> **JOB**
Report every line in the material below that contains the word "decal", copying each one in full.

> **SOURCE MATERIAL**
==============================

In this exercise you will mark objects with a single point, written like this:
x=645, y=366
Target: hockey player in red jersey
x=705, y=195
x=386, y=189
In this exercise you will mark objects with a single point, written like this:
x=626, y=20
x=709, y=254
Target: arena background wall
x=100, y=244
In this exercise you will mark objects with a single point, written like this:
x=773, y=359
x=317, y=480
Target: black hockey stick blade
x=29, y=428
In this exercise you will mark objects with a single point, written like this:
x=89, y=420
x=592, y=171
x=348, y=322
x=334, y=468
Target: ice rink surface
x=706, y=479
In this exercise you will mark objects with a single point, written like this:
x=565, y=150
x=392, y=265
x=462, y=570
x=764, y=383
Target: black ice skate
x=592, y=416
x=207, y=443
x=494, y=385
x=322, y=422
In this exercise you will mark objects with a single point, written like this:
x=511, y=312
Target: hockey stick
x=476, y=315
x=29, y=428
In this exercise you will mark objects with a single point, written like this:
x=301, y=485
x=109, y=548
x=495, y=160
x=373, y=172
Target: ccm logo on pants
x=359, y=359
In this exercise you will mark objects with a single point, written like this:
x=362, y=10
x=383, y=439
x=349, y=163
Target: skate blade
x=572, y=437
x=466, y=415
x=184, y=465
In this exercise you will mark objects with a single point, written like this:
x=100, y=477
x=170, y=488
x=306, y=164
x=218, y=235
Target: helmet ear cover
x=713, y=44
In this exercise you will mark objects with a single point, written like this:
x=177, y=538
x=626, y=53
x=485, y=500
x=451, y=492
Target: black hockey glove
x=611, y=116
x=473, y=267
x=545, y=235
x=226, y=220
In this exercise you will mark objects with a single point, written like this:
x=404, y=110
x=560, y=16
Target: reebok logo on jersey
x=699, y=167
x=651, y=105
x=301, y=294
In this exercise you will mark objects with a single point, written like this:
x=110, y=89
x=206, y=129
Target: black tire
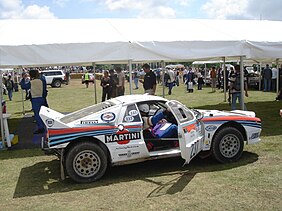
x=86, y=162
x=57, y=84
x=227, y=145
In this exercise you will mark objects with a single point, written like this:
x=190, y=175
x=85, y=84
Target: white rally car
x=112, y=133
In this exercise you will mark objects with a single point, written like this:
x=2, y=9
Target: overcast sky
x=192, y=9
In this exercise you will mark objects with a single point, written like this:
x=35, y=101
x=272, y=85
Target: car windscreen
x=86, y=111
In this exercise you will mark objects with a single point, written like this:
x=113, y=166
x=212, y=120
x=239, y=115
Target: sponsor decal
x=127, y=147
x=128, y=154
x=207, y=142
x=122, y=138
x=133, y=113
x=88, y=122
x=128, y=118
x=211, y=128
x=189, y=128
x=254, y=136
x=50, y=122
x=108, y=117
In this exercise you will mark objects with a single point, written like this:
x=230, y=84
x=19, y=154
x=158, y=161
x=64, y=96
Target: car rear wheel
x=57, y=84
x=227, y=145
x=86, y=162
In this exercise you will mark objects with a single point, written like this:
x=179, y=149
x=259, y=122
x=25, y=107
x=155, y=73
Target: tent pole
x=278, y=76
x=242, y=82
x=130, y=76
x=163, y=72
x=224, y=79
x=95, y=89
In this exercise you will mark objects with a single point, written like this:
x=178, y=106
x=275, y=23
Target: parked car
x=87, y=141
x=55, y=78
x=91, y=78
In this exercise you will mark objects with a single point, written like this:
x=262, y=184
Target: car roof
x=128, y=99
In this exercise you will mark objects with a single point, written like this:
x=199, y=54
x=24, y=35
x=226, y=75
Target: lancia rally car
x=110, y=133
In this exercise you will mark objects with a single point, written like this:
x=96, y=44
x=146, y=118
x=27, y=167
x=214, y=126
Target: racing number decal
x=195, y=149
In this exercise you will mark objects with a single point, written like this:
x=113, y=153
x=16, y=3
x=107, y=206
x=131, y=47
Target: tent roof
x=73, y=41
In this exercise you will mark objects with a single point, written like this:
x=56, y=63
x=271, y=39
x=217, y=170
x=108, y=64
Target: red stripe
x=230, y=118
x=83, y=129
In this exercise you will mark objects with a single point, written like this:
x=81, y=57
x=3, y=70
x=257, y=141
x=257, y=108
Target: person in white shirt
x=274, y=78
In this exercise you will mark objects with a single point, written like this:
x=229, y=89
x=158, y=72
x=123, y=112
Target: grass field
x=29, y=180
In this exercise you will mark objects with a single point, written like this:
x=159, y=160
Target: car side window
x=182, y=113
x=131, y=114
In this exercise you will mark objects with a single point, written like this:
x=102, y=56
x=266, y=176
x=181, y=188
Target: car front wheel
x=227, y=145
x=86, y=162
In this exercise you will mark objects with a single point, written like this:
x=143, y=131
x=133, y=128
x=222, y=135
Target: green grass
x=30, y=180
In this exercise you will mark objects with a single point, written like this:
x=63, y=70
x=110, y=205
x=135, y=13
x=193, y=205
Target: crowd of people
x=113, y=83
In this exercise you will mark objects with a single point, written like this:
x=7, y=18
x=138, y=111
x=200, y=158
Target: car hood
x=217, y=113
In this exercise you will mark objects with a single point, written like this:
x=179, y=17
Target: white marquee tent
x=67, y=41
x=82, y=41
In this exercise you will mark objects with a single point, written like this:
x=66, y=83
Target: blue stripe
x=66, y=138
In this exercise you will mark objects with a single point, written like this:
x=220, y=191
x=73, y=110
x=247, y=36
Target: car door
x=128, y=143
x=190, y=130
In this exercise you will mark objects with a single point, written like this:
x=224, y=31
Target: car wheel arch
x=228, y=143
x=234, y=124
x=91, y=140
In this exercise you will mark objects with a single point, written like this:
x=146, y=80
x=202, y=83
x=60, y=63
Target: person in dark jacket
x=38, y=90
x=267, y=76
x=150, y=81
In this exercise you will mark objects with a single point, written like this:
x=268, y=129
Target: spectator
x=114, y=79
x=121, y=81
x=38, y=90
x=200, y=82
x=86, y=77
x=213, y=78
x=274, y=78
x=267, y=75
x=219, y=73
x=106, y=84
x=136, y=78
x=149, y=82
x=25, y=80
x=10, y=87
x=235, y=88
x=171, y=80
x=190, y=79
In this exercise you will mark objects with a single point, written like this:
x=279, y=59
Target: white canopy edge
x=102, y=41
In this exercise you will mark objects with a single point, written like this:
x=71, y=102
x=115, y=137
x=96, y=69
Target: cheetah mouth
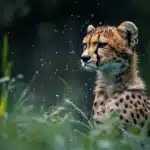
x=90, y=65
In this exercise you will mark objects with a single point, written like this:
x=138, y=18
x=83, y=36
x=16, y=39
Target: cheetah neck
x=115, y=78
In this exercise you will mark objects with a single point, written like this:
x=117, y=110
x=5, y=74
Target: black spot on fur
x=141, y=112
x=116, y=104
x=133, y=96
x=127, y=97
x=139, y=96
x=139, y=102
x=124, y=111
x=135, y=105
x=138, y=116
x=131, y=102
x=126, y=120
x=134, y=120
x=132, y=115
x=126, y=105
x=121, y=100
x=121, y=117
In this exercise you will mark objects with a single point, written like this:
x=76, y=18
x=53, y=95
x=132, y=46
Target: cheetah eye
x=101, y=44
x=84, y=45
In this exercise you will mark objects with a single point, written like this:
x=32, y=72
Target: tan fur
x=127, y=96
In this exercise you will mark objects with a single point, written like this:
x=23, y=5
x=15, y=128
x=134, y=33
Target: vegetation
x=26, y=127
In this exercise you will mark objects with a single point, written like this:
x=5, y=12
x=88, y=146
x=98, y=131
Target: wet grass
x=57, y=128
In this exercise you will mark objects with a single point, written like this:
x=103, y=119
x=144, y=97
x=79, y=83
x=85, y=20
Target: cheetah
x=110, y=51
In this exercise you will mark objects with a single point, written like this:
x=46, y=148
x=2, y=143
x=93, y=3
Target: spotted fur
x=111, y=52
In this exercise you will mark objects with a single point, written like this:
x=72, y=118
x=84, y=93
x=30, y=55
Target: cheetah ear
x=90, y=28
x=129, y=31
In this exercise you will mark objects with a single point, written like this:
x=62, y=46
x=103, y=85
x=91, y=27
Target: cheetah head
x=106, y=46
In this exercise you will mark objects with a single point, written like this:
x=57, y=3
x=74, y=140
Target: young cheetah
x=110, y=51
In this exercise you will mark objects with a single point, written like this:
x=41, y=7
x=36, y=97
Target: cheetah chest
x=133, y=107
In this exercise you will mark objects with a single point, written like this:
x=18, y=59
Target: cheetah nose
x=98, y=122
x=85, y=58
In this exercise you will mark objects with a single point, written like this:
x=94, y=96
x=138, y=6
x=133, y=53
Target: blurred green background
x=45, y=39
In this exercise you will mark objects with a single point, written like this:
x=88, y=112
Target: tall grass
x=57, y=129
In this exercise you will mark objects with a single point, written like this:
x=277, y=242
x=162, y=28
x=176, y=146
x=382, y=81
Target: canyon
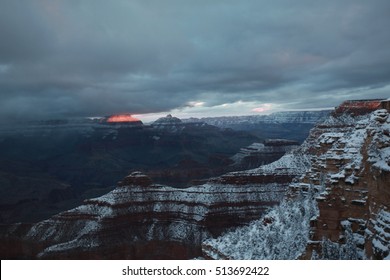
x=327, y=198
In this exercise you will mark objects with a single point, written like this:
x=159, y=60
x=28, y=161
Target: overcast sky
x=96, y=57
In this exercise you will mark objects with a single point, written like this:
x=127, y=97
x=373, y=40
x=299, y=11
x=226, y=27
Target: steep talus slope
x=340, y=206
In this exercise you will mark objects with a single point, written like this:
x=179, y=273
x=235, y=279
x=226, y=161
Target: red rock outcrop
x=141, y=220
x=349, y=181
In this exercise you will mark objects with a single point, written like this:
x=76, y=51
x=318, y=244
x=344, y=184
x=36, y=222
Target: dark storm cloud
x=80, y=58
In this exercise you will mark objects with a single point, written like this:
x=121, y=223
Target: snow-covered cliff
x=339, y=208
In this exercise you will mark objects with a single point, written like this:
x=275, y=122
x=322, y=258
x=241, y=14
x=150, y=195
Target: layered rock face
x=259, y=154
x=354, y=164
x=141, y=220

==============================

> **TASK RESULT**
Target: sponsor decal
Target: racing number decal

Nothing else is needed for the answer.